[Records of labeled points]
****
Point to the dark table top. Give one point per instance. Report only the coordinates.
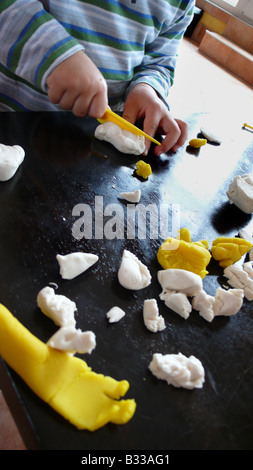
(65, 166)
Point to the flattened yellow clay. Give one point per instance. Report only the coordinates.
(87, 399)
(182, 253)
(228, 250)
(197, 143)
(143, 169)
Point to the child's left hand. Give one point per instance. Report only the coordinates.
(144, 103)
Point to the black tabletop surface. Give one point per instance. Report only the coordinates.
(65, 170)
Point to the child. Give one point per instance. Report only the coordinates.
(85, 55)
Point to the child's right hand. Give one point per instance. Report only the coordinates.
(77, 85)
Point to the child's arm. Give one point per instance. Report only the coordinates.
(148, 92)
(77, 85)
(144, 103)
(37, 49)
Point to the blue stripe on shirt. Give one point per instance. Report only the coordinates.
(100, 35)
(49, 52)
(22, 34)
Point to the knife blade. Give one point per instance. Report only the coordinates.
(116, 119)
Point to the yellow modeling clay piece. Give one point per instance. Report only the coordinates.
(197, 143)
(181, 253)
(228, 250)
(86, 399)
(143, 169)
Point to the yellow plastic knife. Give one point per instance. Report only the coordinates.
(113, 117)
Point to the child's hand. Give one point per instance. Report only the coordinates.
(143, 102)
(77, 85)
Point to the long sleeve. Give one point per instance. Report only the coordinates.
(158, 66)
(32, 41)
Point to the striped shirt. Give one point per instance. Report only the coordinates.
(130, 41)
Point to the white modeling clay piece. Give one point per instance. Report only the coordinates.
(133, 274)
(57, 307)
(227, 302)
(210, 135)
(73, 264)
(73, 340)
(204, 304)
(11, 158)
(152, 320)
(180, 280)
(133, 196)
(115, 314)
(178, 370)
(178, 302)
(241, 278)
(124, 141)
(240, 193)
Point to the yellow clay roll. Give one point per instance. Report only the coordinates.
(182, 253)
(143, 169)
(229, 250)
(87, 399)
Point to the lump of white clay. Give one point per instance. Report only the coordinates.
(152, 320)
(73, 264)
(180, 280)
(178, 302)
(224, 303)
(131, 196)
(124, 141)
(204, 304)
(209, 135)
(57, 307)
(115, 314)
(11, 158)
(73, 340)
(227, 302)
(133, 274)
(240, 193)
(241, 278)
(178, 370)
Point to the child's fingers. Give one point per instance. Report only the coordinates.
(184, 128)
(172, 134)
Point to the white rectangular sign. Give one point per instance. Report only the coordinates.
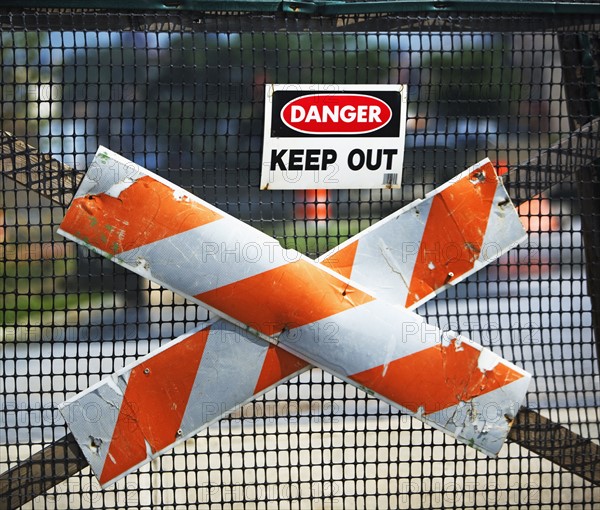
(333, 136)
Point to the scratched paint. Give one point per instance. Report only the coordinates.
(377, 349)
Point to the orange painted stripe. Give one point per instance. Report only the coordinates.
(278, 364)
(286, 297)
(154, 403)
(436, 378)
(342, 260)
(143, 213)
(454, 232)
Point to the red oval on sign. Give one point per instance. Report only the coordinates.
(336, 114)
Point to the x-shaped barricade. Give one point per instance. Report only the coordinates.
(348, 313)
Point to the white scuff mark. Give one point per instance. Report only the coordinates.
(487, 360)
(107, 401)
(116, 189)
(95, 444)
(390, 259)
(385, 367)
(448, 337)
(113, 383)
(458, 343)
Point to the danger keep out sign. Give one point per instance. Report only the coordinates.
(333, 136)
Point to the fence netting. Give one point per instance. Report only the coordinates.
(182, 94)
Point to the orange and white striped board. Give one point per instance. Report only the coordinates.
****
Task description: Write out each line again precisely as it appears, skipping every picture.

Written answer:
Point to the dark table top. Give one point per instance. Report only the coordinates.
(65, 166)
Point to the flattened yellow clay. Give one point per instance. Report only the coordinates.
(87, 399)
(182, 253)
(228, 250)
(197, 143)
(143, 169)
Point to the child's left hand. Give one point per instance. Report only the coordinates.
(144, 103)
Point to the black tabletop surface. Give one point per instance. Report only the coordinates.
(65, 170)
Point to the child. Give one point per instance. Report only the coordinates.
(85, 55)
Point to the child's right hand. Give one point per instance. Report only the coordinates.
(77, 85)
Point to the child's arm. Give one point per instance. Report only the coordinates.
(148, 92)
(77, 85)
(144, 103)
(37, 49)
Point to the blue stripe on shirt. Give one point per instance. Report only the coordinates.
(100, 35)
(49, 52)
(22, 34)
Point to the knife blade. Give one point per instance. Report only the coordinates.
(116, 119)
Point to the yellow modeling clay piece. Give one point per instance. Report only the coordinates.
(197, 143)
(181, 253)
(228, 250)
(86, 399)
(143, 169)
Point to the yellow plastic knife. Give one point per instance. Report only the coordinates.
(113, 117)
Point to the child's hand. Give one point per instance. Report only the coordinates.
(143, 102)
(77, 85)
Point to the long sleeve. Give one point per instance. Report only the coordinates.
(158, 66)
(32, 41)
Point to the striped shirt. Give one point per instance. Report only the coordinates.
(130, 41)
Point to the white modeling clay piece. Give one point per instance. Report only the coordinates.
(133, 274)
(57, 307)
(227, 302)
(210, 135)
(73, 264)
(73, 340)
(204, 304)
(11, 158)
(152, 320)
(180, 280)
(133, 196)
(115, 314)
(178, 370)
(178, 302)
(241, 278)
(124, 141)
(240, 193)
Point to the yellow clay roll. Give one point per instance. Report only the coordinates.
(182, 253)
(143, 169)
(229, 250)
(87, 399)
Point to the lump of white clay. Give one point per instance. Report only the coordinates.
(152, 320)
(73, 264)
(180, 280)
(178, 302)
(224, 303)
(131, 196)
(124, 141)
(204, 304)
(209, 135)
(57, 307)
(115, 314)
(11, 158)
(73, 340)
(227, 302)
(133, 274)
(240, 193)
(241, 278)
(178, 370)
Point to the child's fingers. Give one point per instance. Report only the coordinates.
(184, 128)
(172, 134)
Point to the white rectangular sign. Give one point per instance. Report only the coordinates.
(333, 136)
Point to the scratched paint. Give one point per instance. Report only the coordinates.
(377, 349)
Point to the orange painted stripe. Give one point per instance. Report only the coordinates.
(278, 364)
(286, 297)
(154, 403)
(436, 378)
(342, 260)
(143, 213)
(454, 232)
Point to the red oval on sign. Give one point per instance. Report only the coordinates.
(336, 114)
Point to the x-shaped barricade. Give one point per instance. Report only the coordinates.
(348, 313)
Point to the white scuff mark. Give one point per instance. Report only the coordinates.
(487, 360)
(107, 401)
(116, 189)
(95, 444)
(390, 259)
(385, 367)
(448, 337)
(113, 383)
(458, 343)
Point to the danger keep out sign. Give one point per instance. Report only the coordinates.
(333, 136)
Point to the fence netting. Give one point per instance. Report only the coordinates.
(182, 94)
Point to the orange and white striped board. Give one point per instance. Report only the coordinates.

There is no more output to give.